J’aime bien cette direction de lumière. Alexe étant réalisatrice, jouer devant la caméra n’était pas une évidence pour elle. Je la trouve très photogénique  sur cette image.

Avec Alexe Poukine

Pouvez-vous nous parler de votre collaboration avec votre chef-opérateur ? Comment avez vous abordé le tournage et avec quelles références visuelles avez vous travaillé ?

Je savais que j’avais envie de faire ce film avec une équipe très réduite (nous étions cinq ou six selon les jours). Il fallait donc trouver un chef-op qui soit aussi cadreur, pointeur, électro, machiniste, un peu accessoiriste, un peu chauffeur, un peu régisseur… Je voulais travailler par improvisation et essayer de capter le plus possible ce que le réel amenait comme imprévu. Colin est assez rompu à cet exercice, car, comme moi, il a fait des documentaires.

━━━━━━━━━━

### CONSIGNE
Poursuivez l'entretien sur le tournage du film après sa dernière phrase, qui évoque le passé documentaire de Colin.

(Lignes d'un jeu d'étiquetage par points)
━━━━━━━━━━

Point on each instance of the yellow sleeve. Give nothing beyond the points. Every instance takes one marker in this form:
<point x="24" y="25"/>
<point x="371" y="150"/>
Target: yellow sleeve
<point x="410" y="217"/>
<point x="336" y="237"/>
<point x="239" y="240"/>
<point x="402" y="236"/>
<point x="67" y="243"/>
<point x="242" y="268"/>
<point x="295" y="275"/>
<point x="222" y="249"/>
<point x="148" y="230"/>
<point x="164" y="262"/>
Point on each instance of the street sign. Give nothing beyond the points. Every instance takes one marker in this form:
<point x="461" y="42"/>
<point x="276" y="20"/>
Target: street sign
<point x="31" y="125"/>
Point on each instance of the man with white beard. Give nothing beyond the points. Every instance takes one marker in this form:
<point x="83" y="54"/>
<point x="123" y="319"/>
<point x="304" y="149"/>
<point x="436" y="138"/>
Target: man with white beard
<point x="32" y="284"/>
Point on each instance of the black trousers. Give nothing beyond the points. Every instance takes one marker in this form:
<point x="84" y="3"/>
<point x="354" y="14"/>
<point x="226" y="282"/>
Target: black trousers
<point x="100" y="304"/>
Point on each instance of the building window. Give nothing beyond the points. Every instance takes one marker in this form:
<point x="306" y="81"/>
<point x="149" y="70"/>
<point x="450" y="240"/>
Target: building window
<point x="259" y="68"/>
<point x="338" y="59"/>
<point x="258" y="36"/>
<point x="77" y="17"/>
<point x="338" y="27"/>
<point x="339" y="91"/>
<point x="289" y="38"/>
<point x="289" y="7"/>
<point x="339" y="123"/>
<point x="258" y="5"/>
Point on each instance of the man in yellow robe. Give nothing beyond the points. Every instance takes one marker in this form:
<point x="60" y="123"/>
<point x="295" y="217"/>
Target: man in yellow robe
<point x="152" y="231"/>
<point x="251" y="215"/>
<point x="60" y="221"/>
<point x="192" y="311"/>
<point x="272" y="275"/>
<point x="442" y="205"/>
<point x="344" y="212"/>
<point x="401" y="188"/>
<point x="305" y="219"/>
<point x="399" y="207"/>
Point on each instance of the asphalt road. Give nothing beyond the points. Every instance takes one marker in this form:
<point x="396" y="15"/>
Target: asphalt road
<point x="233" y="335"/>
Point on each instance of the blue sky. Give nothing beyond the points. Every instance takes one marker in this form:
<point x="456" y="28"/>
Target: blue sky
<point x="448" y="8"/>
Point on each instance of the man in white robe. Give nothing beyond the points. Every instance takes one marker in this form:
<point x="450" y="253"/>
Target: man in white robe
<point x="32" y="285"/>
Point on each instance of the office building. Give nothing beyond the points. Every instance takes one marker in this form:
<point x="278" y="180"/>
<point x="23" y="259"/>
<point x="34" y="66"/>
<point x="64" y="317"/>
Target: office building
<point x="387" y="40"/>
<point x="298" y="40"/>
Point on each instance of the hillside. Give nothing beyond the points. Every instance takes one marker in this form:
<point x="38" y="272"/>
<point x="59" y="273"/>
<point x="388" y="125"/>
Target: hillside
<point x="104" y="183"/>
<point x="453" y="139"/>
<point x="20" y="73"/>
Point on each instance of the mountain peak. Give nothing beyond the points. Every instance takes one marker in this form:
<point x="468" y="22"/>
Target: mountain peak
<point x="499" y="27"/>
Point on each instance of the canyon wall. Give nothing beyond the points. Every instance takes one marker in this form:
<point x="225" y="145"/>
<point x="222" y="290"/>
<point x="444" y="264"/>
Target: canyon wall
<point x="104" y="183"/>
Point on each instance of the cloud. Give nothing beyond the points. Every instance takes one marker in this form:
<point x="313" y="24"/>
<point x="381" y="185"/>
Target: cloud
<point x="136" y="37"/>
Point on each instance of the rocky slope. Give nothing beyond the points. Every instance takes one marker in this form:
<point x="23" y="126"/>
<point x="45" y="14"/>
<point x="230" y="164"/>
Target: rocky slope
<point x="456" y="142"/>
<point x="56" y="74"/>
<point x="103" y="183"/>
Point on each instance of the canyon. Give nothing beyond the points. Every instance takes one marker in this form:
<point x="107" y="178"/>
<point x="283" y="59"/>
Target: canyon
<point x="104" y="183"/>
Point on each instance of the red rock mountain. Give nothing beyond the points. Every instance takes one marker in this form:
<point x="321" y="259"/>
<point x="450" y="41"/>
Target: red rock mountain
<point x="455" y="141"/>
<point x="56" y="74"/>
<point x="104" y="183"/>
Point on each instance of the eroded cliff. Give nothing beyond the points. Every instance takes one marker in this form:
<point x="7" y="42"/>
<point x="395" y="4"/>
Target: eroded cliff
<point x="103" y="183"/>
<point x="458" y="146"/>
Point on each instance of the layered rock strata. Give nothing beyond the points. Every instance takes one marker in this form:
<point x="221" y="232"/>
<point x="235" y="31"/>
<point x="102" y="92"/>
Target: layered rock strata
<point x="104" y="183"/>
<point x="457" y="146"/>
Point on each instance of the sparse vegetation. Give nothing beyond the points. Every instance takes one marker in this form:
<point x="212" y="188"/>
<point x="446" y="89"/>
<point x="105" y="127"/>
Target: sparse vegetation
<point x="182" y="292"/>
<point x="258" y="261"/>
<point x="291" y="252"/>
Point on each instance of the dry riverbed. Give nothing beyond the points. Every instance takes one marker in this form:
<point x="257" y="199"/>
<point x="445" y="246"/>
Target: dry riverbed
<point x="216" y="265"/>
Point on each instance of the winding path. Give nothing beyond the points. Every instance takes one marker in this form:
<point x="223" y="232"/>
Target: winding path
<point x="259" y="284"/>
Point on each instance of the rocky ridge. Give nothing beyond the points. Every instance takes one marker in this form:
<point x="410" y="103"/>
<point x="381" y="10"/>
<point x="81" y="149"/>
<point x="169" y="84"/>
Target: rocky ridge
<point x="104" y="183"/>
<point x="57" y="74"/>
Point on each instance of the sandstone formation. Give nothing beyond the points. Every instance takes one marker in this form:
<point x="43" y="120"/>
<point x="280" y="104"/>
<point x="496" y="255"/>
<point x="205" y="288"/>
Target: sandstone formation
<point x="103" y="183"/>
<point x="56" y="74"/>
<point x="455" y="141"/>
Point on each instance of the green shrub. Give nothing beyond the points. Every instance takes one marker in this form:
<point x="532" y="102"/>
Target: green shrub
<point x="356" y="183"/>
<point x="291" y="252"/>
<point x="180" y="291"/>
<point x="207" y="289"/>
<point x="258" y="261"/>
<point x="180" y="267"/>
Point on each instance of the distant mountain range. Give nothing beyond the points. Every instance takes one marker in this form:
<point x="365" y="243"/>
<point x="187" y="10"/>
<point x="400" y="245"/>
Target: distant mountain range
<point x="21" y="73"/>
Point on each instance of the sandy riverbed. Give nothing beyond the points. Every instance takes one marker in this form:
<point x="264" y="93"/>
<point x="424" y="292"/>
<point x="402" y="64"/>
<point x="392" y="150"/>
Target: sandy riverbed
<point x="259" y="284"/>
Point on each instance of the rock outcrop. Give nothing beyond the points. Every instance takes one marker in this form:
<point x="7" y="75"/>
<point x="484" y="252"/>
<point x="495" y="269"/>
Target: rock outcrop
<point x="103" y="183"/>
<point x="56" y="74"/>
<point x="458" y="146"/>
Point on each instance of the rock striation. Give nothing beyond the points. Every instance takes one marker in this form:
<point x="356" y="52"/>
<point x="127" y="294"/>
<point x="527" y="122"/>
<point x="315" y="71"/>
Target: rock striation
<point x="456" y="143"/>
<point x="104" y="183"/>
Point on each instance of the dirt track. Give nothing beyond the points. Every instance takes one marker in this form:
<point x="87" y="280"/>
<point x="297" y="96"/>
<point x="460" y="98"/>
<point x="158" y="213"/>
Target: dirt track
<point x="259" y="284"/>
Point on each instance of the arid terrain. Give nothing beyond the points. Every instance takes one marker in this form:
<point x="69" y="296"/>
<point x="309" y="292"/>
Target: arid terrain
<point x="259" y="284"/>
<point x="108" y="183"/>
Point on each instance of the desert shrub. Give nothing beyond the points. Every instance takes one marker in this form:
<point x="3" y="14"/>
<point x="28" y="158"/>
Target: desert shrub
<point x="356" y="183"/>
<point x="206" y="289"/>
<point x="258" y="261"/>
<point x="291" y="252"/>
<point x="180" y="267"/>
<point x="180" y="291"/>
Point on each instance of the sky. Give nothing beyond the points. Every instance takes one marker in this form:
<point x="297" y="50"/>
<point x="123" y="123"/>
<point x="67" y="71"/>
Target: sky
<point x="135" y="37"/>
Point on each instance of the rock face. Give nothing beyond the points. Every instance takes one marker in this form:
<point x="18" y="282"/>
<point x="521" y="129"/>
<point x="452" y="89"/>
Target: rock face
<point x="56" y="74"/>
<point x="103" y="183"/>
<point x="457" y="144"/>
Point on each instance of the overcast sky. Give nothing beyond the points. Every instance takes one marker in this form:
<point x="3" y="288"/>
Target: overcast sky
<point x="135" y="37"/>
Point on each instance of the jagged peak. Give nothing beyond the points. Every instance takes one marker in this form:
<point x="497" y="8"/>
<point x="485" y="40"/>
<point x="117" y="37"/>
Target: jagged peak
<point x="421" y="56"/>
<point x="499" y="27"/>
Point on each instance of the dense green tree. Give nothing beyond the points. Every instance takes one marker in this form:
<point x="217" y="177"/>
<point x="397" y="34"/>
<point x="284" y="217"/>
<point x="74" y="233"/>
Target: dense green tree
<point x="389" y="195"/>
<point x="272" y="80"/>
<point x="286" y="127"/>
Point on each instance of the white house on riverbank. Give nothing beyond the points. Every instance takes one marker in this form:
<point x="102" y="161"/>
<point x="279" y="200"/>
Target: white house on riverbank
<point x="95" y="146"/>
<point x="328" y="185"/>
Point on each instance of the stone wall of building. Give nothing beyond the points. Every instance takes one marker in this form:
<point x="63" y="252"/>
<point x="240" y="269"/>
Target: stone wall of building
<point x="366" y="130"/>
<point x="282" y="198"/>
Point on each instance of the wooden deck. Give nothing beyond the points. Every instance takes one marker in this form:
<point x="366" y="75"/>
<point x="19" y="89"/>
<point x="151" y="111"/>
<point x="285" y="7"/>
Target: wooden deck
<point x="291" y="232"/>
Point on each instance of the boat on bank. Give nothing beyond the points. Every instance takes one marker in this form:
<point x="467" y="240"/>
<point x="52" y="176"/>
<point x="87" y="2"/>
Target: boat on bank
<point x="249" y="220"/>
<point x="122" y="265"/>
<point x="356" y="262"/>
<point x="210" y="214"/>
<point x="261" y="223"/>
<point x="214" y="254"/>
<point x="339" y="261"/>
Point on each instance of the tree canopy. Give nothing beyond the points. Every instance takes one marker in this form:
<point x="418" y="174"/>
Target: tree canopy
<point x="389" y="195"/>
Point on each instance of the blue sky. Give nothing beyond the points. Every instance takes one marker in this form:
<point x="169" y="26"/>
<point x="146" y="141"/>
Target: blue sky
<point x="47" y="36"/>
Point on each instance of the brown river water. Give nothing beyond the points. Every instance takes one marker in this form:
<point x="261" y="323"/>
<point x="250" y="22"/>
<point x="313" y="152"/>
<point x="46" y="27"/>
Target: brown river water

━━━━━━━━━━

### RÉPONSE FINALE
En partant avec une si petite équipe, je savais que chacun.e aurait un très grand rôle dans la mise en scène. On est tou.te.s, d’une certaine façon, auteur.ices de ce film.

Colin et moi sommes partis tous les deux à Majorque quelques jours un mois avant le tournage pour choisir ensemble les décors et les comédiens espagnols. On a fait des essais filmés, et c’était très précieux, car on s’est aperçu ensemble par exemple que, contrairement à ce que j’avais imaginé (et qui marchait très bien à l’écrit, mais pas du tout cinématographiquement), la mère ne pouvait pas errer seule dans la nuit sans que cela ne devienne ennuyeux voire poseur. On a donc cherché qui elle pourrait rencontrer au cours de cette longue nuit d’errance.

Je me souviens qu’avant de tourner, on avait parlé des films d’Andrea Arnold et d’Oslo 31 août, de Joachim Trier. Mais ce sont des cinéastes auxquels je pensais à cause de leur sensibilité, pas parce que je voulais que mon film ressemble aux leurs. J’ai l’impression qu’on cherche des références surtout pour se rassurer. Je sais qu’au moment du tournage, ce qui compte – en tout cas pour moi – c’est ce qui se passe émotionnellement entre les personnages, et la façon dont on arrive à le restituer en images et en sons. On n’a pas essayé de faire « comme… ».

Comment réaliser et jouer en même temps ?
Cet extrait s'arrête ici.